* TESTO *
━━━

Le scelte economiche e politiche che hanno interessato questo territorio negli ultimi 30 anni non hanno mai considerato la possibilità di uno sviluppo turistico del porto, e della città in generale, destinato negli anni a diventare un’infrastruttura commerciale o di supporto all’area industriale, la quale nel frattempo è andata verso il declino. Ad oggi lo sviluppo industriale di questo territorio può essere considerato un capitolo chiuso e fallimentare, l’area industriale si fa fatica a chiamarla tale dato che di aziende attive ne sono rimaste ben poche.
L’OCCASIONE PER IL PORTO TURISTICO
Perché quindi non offrire una nuova opportunità al porto e alla sua città? E in effetti l’occasione sarebbe anche arrivata con il PRP (Piano Regolatore del sistema portuale) approvato nel 2004, tramite il quale l’Amministrazione Comunale, su delega dell’assessorato regionale, approvava in via definitiva un progetto che prevedeva nell’area nord dell’approdo di Termini Imerese un moderno marina turistico, con circa 130 mila mq di specchio d’acqua per una capienza stimata di 1000 posti barca, realizzabile attraverso l’adeguamento dell’infrastruttura già esistente.

━━━

* OBIETTIVO *
Prosegui, per favore, il testo sul porto turistico di Termini Imerese, riprendendo subito dopo la sua ultima frase. Le righe riportate qui di seguito provengono da una fonte diversa.

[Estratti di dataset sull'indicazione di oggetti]
━━━

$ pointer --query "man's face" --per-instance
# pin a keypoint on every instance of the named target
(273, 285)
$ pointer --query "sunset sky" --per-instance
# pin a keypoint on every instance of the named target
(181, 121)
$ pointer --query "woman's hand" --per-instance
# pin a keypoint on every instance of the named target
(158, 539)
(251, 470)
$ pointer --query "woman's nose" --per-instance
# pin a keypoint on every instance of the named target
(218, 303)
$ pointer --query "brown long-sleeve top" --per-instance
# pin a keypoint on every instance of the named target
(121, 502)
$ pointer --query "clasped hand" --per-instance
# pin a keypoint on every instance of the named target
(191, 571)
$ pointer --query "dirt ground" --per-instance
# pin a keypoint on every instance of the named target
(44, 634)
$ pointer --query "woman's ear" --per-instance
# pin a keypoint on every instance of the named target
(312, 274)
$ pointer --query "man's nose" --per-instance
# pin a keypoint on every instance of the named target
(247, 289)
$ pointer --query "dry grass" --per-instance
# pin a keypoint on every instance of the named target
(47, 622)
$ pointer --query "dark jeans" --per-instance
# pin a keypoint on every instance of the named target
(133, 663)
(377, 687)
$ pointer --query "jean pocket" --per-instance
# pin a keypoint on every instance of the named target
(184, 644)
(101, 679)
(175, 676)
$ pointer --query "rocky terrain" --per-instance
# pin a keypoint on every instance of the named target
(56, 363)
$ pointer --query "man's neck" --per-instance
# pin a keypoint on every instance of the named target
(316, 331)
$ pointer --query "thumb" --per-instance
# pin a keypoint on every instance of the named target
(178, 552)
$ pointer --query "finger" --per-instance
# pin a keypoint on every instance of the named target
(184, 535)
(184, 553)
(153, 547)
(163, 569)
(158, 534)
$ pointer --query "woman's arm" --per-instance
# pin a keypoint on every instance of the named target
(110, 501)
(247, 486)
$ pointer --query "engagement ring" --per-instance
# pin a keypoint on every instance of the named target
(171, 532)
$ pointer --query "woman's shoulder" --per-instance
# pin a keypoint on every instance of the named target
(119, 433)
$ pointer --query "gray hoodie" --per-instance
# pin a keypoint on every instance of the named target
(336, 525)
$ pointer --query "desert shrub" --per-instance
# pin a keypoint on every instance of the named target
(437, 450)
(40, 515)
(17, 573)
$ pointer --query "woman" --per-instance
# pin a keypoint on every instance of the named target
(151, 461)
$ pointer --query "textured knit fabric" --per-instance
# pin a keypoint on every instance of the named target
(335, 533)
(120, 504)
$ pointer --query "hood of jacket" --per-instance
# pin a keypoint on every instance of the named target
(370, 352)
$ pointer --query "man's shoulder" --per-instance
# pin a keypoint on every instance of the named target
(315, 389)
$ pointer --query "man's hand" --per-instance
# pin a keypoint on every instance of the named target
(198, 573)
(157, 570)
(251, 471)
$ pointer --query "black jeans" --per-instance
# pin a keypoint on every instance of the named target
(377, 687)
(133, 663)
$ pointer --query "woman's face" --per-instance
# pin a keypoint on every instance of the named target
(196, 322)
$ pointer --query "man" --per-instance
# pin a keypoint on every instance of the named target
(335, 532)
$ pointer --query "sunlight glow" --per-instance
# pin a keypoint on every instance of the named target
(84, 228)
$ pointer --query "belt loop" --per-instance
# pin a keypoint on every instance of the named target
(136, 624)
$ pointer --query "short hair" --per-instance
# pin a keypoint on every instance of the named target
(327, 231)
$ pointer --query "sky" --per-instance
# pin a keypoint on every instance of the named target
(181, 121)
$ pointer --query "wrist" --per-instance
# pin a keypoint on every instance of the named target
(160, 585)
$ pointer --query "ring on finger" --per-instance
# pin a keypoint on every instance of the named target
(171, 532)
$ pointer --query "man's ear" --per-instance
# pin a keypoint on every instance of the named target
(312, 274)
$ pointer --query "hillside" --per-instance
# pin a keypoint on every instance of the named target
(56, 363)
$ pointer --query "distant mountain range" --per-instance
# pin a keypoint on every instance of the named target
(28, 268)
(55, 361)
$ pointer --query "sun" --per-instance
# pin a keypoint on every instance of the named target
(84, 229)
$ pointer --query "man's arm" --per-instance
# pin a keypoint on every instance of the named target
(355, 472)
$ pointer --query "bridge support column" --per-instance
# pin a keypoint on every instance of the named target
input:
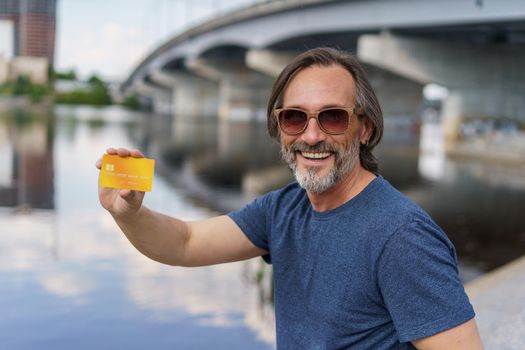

━━━

* ESITO DELL'ESERCIZIO *
Nell’immagine che vi proponiamo si osserva lo stato della zona portuale come si trovava prima del PRP e come dovrebbe diventare (con le parti colorate in rosso) dopo l’attuazione del progetto del 2004. E i lavori per altro sono già iniziati, con l’allungamento del moli di sopraflutto e sottoflutto in stato avanzato di lavorazione. Per definire i confini del porto turistico previsto dal PRP del 2004 mancherebbe da realizzare da zero solo la banchina disegnata in rosso a centro porto, il cosiddetto sporgente di riva, realizzato il quale l’area del porto turistico sarebbe definita e si potrebbero avviare le pratiche per aprire le concessioni ai privati degli spazi in acqua e a terra, dove ci sarebbero ampi spazi per negozi, ristoranti, e tutti i servizi che ruotano intorno a un marina turistico. Il progetto prevede anche che nella zona sud del bacino vengano allestiti alcuni moli per l’attracco di navi di linea o commerciali.
Ma è a questo punto che i programmi di politica e istituzioni sono cambiati.
IL CAMBIO DI ROTTA DELLE ISTITUZIONI
L’Autorità di Sistema Portuale ha infatti deciso di deviare sul porto di Termini Imerese buona parte del traffico commerciale dell’approdo della vicina Palermo, da destinare proprio nella zona dove dovrebbe sorgere il porto turistico previsto dal PRP del 2004. Con l’assenso dell’Amministrazione Comunale l’AdSP ha ricevuto l’ok dalla politica, per opporsi a questo piano è nato un Comitato, chiamato “Città Porto per un futuro sostenibile”, che ha già ricevuto 1200 adesioni.
In cambio dello “scippo” del bacino nord da destinare al commercio, l’AdSP e l’Amministrazione Comunale promettono la realizzazione, che andrebbe fatta da zero, di un nuovo porto turistico da collocare più a sud dell’infrastruttura già esistente e più lontano dal centro storico della città. Ma c’è di più. Qualora quest’intenzione si concretizzasse, nella zona in cui dovrebbe essere realizzato questo porto turistico c’è lo sbocco di un torrente.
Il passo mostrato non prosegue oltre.